Stored data -
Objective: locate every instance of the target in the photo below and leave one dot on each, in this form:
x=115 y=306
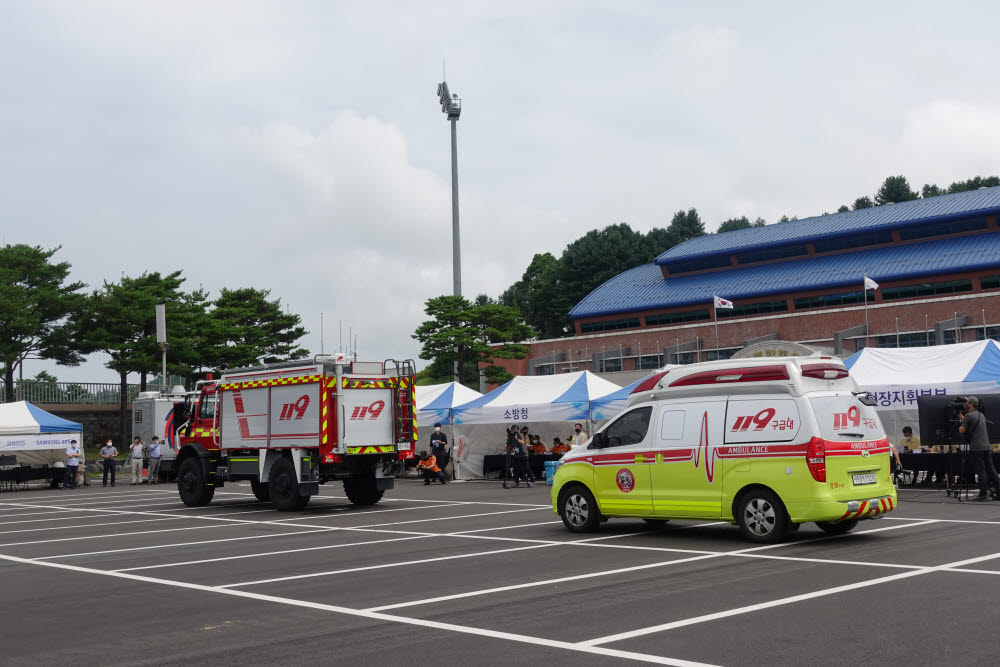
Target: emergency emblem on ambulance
x=625 y=480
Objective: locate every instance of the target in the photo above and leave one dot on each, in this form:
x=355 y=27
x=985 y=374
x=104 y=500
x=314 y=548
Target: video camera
x=940 y=417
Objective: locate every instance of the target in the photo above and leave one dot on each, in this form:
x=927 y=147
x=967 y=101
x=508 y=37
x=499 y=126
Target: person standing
x=73 y=455
x=108 y=454
x=154 y=460
x=439 y=447
x=974 y=424
x=135 y=454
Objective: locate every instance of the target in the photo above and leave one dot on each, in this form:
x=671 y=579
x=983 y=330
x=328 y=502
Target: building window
x=829 y=300
x=677 y=318
x=752 y=309
x=650 y=362
x=611 y=365
x=724 y=353
x=610 y=325
x=992 y=333
x=700 y=264
x=926 y=289
x=852 y=241
x=771 y=254
x=944 y=228
x=904 y=340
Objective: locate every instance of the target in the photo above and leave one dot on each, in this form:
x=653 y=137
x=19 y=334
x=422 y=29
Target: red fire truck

What to do - Repeat the stretch of the data from the start through the line containing "x=940 y=417", both ends included. Leave the pictures out of your answer.

Exercise answer -
Objective: locate every instance of the target in the photo below and leave one dot on each, in this form:
x=115 y=306
Target: emergency emblem on ambulance
x=625 y=480
Objective: locate every instance of the target in the photo above and leave one dot on each, in this form:
x=355 y=27
x=985 y=374
x=104 y=500
x=314 y=548
Target: video camera
x=940 y=417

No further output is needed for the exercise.